··· Supplied passage
# The RN's perspective on GBTT's radio station



## Troppo (Feb 18, 2010)

Hello all

Came across a fascinating report from the RN signal school on a visit to the original GBTT radio station in the 30's.

The report goes into detail on the equipment, and includes a very good antenna plan.


http://www.godfreydykes.info/THE%20LINER%20RMS%20QUEEN%20%20MARY%20AUGUST%201936.htm


----------



## Wismajorvik (Dec 29, 2011)

Fascinating! Familiar with sideband inversion in the days of A3 but the 'wobbler' is intriguing.
LF was before my time but remember an R/O ex Highland boat saying that the LF transmission use to modulate the ship's lighting.


----------



## Troppo (Feb 18, 2010)

Wismajorvik said:


> Fascinating! Familiar with sideband inversion in the days of A3 but the 'wobbler' is intriguing.
> LF was before my time but remember an R/O ex Highland boat saying that the LF transmission use to modulate the ship's lighting.


She certainly had a serious LF antenna!

I would be very interested to hear from any GBTT R/O's on how LF performed...imagine it must have been very strong at night all the way across the pond....

From memory, the LF tx antenna was removed after WW2?


----------



## Roger Bentley (Nov 15, 2005)

On another thread I mentioned that when on the Bibby Liner Cheshire she had a Marconi 386A MF/LF tx, this had been fitted when she was an armed mercant cruiser in WW2. On the 12-4 in the Med in 1951 I called on 143kHz and was answered immediately by Portishead and cleared the traffic on one of the working frequencies in the 120KHz range. Our main aerial was quite short and weather conditions were very dry at the time. I never tried it again! Cheers, Roger


----------



## Graham P Powell (Jun 2, 2007)
······
§ Directives:
- A) Copy the GBTT radio thread word for word from "Came across a" to "(Dec 29, 2011)".
- B) Translate this sentence from the GBTT radio thread into Spanish: "Our main aerial was quite short and weather conditions were very dry at the time."
- C) Answer these questions from the GBTT radio thread:
(i) Besides detail on the equipment, what does the RN signal school report include a very good plan of?
(ii) On what frequency did Roger Bentley call in the Med in 1951?
(iii) Which station answered that call?
··· Recorded information
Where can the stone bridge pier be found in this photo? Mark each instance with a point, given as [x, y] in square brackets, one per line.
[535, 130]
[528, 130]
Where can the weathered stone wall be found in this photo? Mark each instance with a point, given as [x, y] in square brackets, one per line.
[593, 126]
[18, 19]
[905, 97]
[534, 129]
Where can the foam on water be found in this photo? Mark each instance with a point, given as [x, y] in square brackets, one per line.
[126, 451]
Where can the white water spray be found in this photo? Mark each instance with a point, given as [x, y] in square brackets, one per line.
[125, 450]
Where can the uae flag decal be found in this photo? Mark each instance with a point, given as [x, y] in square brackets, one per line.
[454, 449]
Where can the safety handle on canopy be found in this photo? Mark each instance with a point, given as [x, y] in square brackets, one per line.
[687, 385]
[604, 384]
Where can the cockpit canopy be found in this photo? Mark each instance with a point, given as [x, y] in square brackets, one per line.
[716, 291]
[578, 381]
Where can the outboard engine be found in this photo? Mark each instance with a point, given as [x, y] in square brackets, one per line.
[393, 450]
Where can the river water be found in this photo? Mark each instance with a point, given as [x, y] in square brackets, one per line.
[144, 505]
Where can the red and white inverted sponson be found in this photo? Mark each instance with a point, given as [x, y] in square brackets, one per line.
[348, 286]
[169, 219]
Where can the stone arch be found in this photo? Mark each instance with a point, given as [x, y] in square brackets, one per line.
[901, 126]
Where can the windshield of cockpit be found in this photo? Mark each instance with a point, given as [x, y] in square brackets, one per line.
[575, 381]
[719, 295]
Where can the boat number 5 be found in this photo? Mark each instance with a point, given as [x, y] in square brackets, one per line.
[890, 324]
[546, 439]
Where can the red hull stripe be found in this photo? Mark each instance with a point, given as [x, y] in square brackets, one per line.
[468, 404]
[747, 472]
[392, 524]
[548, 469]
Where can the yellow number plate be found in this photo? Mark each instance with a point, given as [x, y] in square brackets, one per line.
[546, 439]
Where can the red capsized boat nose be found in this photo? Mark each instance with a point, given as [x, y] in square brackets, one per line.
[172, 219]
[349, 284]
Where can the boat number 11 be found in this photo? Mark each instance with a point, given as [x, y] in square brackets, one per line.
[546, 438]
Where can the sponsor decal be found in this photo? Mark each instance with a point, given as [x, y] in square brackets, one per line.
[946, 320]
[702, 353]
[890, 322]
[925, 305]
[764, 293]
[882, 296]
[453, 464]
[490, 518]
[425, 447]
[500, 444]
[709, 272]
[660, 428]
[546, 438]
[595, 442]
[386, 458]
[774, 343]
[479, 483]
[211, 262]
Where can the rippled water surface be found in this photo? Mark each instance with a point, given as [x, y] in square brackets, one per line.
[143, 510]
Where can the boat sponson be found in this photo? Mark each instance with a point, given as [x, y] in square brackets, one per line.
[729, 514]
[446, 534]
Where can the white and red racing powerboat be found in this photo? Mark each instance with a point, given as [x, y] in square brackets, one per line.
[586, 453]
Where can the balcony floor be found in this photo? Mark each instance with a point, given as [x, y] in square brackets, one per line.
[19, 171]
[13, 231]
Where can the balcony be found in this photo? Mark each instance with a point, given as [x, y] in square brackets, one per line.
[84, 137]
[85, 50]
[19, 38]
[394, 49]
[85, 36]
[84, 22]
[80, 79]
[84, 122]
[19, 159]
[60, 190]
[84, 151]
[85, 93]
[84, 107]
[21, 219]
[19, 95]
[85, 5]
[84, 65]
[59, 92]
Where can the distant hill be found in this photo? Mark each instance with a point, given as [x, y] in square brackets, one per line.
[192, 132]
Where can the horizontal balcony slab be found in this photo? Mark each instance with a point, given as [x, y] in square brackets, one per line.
······
§ Responses to the tasks:
- A)
Came across a fascinating report from the RN signal school on a visit to the original GBTT radio station in the 30's.

The report goes into detail on the equipment, and includes a very good antenna plan.


http://www.godfreydykes.info/THE%20LINER%20RMS%20QUEEN%20%20MARY%20AUGUST%201936.htm


----------



## Wismajorvik (Dec 29, 2011)

- B) Nuestra antena principal era bastante corta y las condiciones meteorológicas eran muy secas en ese momento.

- C)
(i) An antenna
(ii) 143kHz
(iii) Portishead